**COMPLETE THE FOLLOWING**
(a) In the espresso upgrade thread, what price had the first poster seen the Sage Dual Boiler for?
(b) Write the next part of the espresso upgrade thread, picking up after its final sentence.

**DOCUMENT TEXT**
▬▬▬
# Recommended espresso machines as an upgrade to the Gaggia Classic



## darrenhaken (May 26, 2015)

I've been researching espresso machines that would be an upgrade to my Gaggia Classic.

What is generally considered the next step up when it comes to espresso? I've had a look at the Sage Dual Boiler, any thoughts to that?


----------



## FlatWhitey (Apr 15, 2020)

Is it a stock Gaggia Classic or has it been modified/enhanced yet?


----------



## darrenhaken (May 26, 2015)

It's had the wand replaced but nothing else, why? I think it's the 2015 model


----------



## FlatWhitey (Apr 15, 2020)

darrenhaken said:


> It's had the wand replaced but nothing else, why? I think it's the 2015 model


 There are useful modifications you can do to older Classics (change the OPV, add a PID etc.) hence checking to see at what 'level' of Classic you were at as it may guide the responses better. That being said, being a 2015 model I don't know what you are able to do as most of the mods seem to be for pre-2015 variants due to the internals being changed? Hopefully someone better informed can assist.


----------



## BlackCatCoffee (Apr 11, 2017)

Do you have a budget in mind?

What is your current grinder?

Would you like to buy new or used?

Do you specifically want a dual boiler or would you consider HX machines?


----------



## darrenhaken (May 26, 2015)

I'd say about 500-600 as a budget. But I'm still trying to work out if I gain enough with the upgrade or not, I'd certainly like input!

Id seen the Sage for about £550.

I don't know much about HK machines but let's assume i would consider them. What are they?


----------



## BlackCatCoffee (Apr 11, 2017)

A heat exchange machine has one large boiler that is at the temperature for steam. This is over normal water boiling temperature as it is under pressure. A pipe passes through this boiler that serves water to the brew group when you make a coffee. As it passes through the superheated steam boiler it is heated very quickly to the correct brewing temperature. It is sort of like a boiler within a boiler, the two lots of water never mix.
▬▬▬
**DATA SEGMENT**
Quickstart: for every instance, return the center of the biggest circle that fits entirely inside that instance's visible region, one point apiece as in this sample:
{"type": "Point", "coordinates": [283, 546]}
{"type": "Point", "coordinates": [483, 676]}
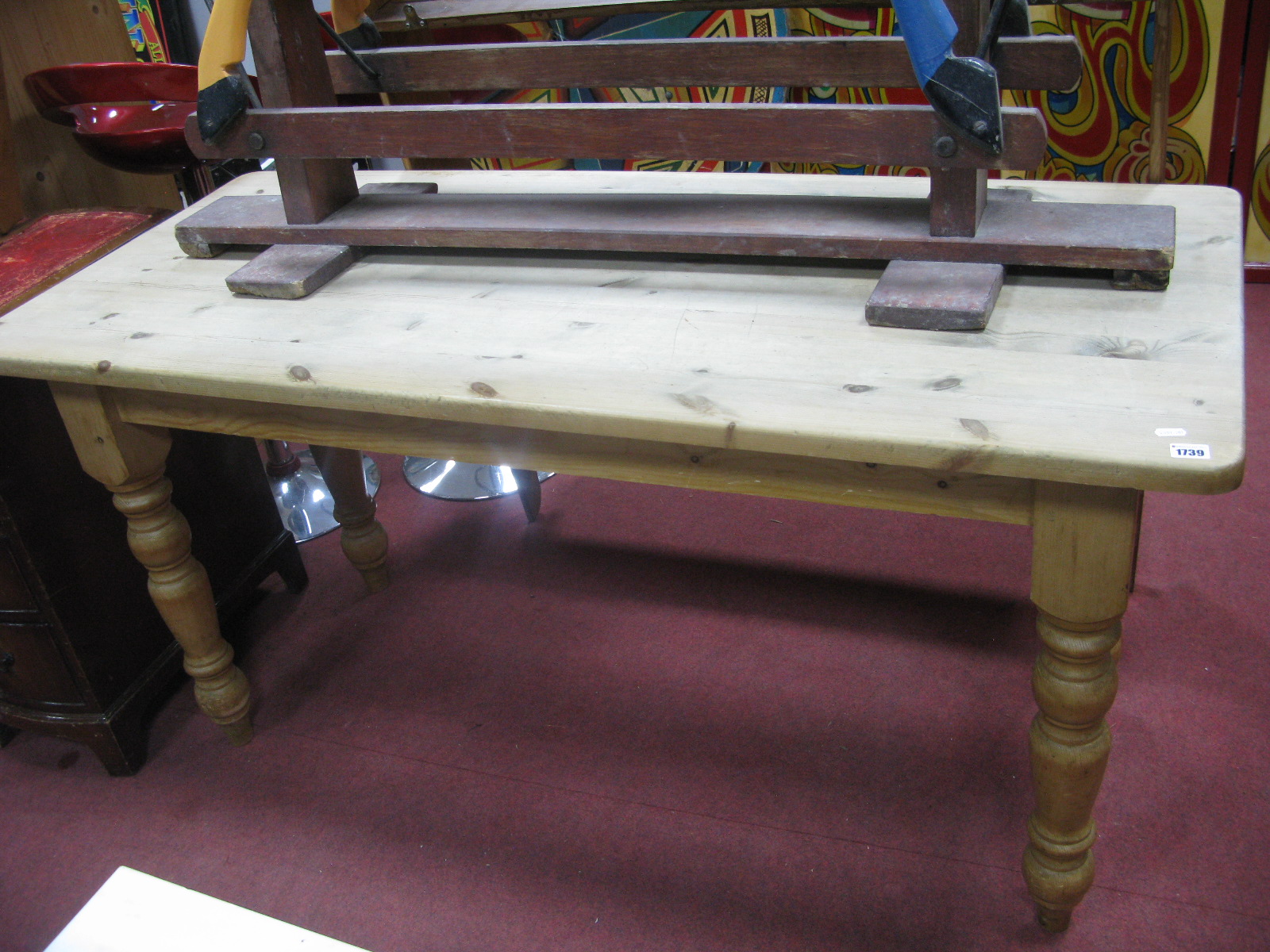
▬▬▬
**TASK RESPONSES**
(a) About £550.

(b)
These machines are less expensive than dual boilers. They do not offer quite the same level of temperature stability and control however. Most commercial espresso machines in cafes are heat exchange machines.

It is really for you to decide if you gain enough. The advantages are you can brew and steam at the same time, you can often draw hot water from the boiler for drinks, you can also make a lot more drinks in a short space of time as there is a lot greater mass of water. If say you are an espresso only drinker then the advantages might not be that great and you may be better adding a PID to your classic so you can have more stable brewing temps and the ability to adjust temperature.

I asked about grinder as you will need to think about this too. Depending on what you have now it may be suitable to keep with an HX machine, you may wish to upgrade that too or as we said if you are an espresso drinker you may decide to pop a PID on the Classic and give your grinder an upgrade. You often get more bang for your buck in terms of cup quality with a new grinder.


----------



## darrenhaken (May 26, 2015)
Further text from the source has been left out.